### STATED EXERCISE
Repeat exactly the lines that run from the one containing "If you could point out the blue work" to the end of the data, and leave out all others.

### TASK MATERIAL
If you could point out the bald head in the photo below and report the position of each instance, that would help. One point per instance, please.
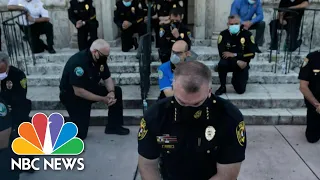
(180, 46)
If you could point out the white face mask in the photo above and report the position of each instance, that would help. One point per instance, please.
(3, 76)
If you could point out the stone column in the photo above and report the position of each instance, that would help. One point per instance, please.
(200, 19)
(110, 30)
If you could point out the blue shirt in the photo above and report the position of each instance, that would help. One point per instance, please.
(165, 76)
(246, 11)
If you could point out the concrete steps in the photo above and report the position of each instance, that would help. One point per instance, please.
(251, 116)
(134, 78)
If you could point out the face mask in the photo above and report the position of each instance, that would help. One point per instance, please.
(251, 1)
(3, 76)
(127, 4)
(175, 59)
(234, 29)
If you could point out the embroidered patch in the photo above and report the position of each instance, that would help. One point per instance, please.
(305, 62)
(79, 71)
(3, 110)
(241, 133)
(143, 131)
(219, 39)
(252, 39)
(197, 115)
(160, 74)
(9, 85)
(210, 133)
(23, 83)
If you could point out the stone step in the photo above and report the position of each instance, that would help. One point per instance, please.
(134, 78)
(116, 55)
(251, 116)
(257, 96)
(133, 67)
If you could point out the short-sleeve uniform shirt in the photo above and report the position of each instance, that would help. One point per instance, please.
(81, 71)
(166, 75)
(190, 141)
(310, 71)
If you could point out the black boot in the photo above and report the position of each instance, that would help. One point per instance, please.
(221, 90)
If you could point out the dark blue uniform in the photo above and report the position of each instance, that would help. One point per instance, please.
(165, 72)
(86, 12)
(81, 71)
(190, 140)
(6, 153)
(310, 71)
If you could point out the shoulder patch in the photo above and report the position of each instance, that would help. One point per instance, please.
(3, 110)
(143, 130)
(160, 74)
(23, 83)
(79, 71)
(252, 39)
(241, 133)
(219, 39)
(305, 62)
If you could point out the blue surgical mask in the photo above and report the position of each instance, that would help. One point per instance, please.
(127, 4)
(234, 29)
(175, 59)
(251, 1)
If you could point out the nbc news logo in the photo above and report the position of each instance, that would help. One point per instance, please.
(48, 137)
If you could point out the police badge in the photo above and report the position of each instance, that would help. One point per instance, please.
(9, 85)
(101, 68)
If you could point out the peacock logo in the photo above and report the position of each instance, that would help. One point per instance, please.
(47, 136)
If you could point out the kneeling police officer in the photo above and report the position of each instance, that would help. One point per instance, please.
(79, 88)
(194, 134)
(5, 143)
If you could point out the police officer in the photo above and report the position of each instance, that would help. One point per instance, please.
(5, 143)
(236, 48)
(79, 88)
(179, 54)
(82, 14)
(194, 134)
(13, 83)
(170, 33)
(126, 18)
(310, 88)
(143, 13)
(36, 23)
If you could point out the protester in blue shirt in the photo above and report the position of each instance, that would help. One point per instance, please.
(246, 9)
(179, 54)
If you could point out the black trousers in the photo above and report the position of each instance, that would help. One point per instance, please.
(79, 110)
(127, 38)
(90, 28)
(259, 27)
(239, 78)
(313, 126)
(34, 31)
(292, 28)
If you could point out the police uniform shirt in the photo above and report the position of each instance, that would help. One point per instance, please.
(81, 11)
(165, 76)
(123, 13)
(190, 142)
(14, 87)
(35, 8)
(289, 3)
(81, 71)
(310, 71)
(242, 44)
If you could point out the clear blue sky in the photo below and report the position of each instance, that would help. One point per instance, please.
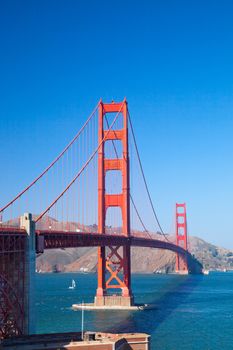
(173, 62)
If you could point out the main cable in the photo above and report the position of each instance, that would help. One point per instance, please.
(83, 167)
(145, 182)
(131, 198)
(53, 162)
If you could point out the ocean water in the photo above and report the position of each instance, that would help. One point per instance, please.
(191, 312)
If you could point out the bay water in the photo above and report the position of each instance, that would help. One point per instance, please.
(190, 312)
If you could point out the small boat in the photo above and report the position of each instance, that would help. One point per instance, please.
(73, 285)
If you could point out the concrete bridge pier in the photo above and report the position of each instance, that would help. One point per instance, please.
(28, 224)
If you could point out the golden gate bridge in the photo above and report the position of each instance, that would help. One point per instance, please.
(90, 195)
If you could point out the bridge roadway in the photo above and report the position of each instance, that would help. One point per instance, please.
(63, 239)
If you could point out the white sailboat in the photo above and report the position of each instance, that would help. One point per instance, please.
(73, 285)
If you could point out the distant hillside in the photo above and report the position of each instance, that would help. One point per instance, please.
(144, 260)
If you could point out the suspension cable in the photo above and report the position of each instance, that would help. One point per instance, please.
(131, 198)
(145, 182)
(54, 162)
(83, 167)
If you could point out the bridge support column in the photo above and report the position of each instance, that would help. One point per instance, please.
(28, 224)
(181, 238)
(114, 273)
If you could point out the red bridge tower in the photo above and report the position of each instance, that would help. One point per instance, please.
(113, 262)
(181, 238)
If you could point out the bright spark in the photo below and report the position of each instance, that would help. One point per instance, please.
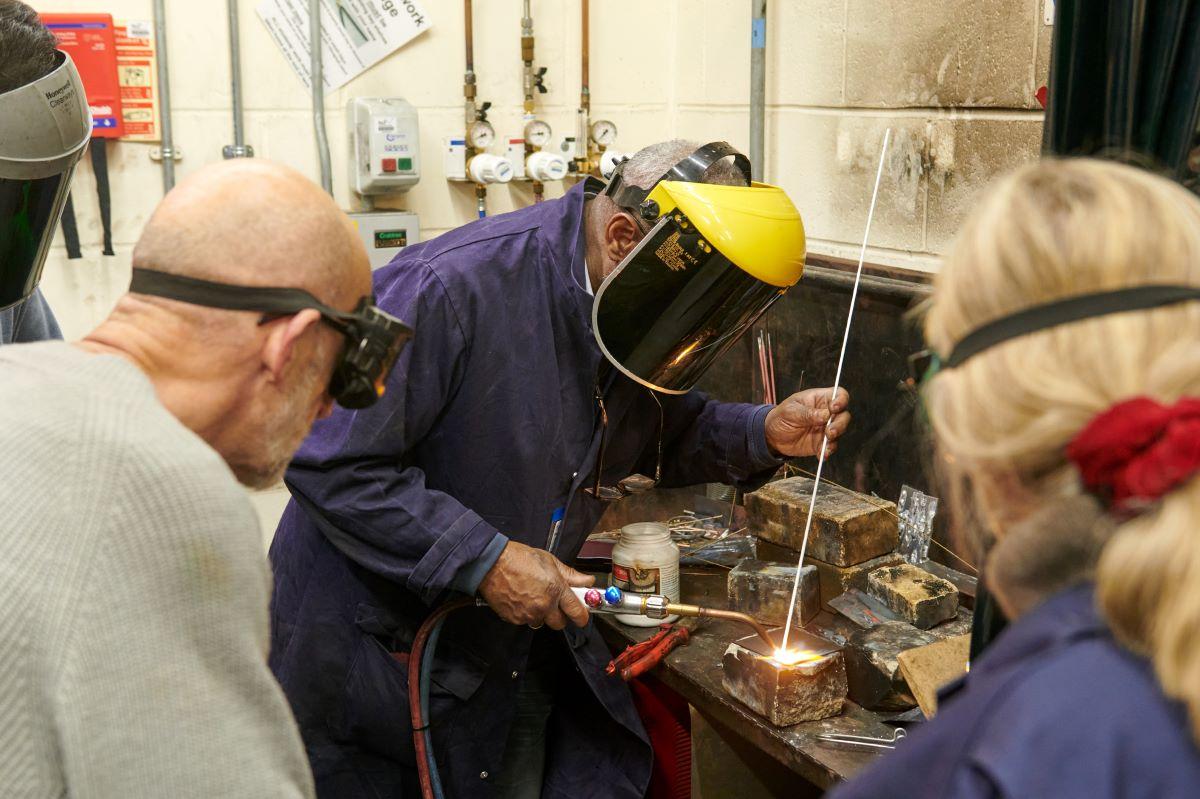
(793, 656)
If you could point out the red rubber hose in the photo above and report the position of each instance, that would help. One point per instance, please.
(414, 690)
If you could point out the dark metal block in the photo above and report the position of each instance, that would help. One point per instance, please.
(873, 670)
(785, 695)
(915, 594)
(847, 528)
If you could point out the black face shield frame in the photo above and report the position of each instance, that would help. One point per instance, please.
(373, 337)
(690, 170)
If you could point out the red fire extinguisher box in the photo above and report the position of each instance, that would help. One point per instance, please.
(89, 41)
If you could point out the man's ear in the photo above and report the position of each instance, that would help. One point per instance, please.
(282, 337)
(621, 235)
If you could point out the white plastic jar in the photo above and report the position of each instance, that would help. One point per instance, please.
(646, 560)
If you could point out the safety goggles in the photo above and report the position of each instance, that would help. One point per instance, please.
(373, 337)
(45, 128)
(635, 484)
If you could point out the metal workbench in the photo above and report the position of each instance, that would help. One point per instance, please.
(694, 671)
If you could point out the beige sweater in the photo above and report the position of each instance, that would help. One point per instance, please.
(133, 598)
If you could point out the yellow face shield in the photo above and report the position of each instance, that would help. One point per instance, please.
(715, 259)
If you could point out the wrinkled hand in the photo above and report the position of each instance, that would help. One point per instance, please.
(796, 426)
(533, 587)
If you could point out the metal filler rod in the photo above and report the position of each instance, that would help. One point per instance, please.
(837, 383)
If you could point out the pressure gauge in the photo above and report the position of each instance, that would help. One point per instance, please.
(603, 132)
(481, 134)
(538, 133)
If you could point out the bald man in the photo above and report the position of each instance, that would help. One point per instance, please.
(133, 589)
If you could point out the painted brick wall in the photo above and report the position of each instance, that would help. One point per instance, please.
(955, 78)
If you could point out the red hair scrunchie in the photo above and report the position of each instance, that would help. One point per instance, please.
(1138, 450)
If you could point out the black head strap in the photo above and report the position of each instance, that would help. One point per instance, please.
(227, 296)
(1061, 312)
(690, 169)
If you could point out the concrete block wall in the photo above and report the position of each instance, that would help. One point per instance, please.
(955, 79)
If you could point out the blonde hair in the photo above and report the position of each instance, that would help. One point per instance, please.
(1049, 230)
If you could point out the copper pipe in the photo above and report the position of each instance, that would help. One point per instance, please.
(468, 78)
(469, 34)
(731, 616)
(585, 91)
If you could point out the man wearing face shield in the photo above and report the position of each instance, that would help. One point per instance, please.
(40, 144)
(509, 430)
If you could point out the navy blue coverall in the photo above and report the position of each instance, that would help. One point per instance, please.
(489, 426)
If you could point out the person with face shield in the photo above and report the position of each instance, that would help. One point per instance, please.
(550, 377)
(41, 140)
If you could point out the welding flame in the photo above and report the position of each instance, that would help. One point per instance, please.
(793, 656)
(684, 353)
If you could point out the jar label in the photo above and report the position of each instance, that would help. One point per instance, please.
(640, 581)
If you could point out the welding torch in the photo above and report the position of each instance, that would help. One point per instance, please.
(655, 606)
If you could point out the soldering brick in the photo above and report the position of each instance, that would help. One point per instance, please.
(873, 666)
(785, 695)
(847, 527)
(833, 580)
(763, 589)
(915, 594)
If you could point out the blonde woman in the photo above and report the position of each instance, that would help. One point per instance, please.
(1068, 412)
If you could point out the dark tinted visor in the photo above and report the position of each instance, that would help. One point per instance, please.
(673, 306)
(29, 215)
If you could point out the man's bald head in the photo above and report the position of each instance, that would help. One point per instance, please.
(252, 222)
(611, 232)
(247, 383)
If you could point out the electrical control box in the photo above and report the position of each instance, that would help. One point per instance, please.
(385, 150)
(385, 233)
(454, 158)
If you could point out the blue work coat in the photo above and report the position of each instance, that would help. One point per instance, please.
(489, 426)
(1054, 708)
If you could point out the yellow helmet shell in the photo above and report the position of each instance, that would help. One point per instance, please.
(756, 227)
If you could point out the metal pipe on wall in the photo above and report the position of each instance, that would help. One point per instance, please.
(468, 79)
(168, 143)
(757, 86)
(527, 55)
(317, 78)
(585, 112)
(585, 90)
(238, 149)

### OUTPUT FOR THIS EXERCISE
If you could point out the blue work coat in the photo above and report the position of each instance, that would help. One point per instance, please.
(489, 426)
(1054, 708)
If you could point out the yellow helmet shell in the photo above and report the position of each instance, that would help. One point per instance, please.
(756, 227)
If you could point out the metal pipe on wall in the photo above and report the position of each instance, that would help. One point per instance, please.
(468, 79)
(168, 143)
(757, 86)
(527, 55)
(317, 78)
(585, 112)
(585, 90)
(238, 149)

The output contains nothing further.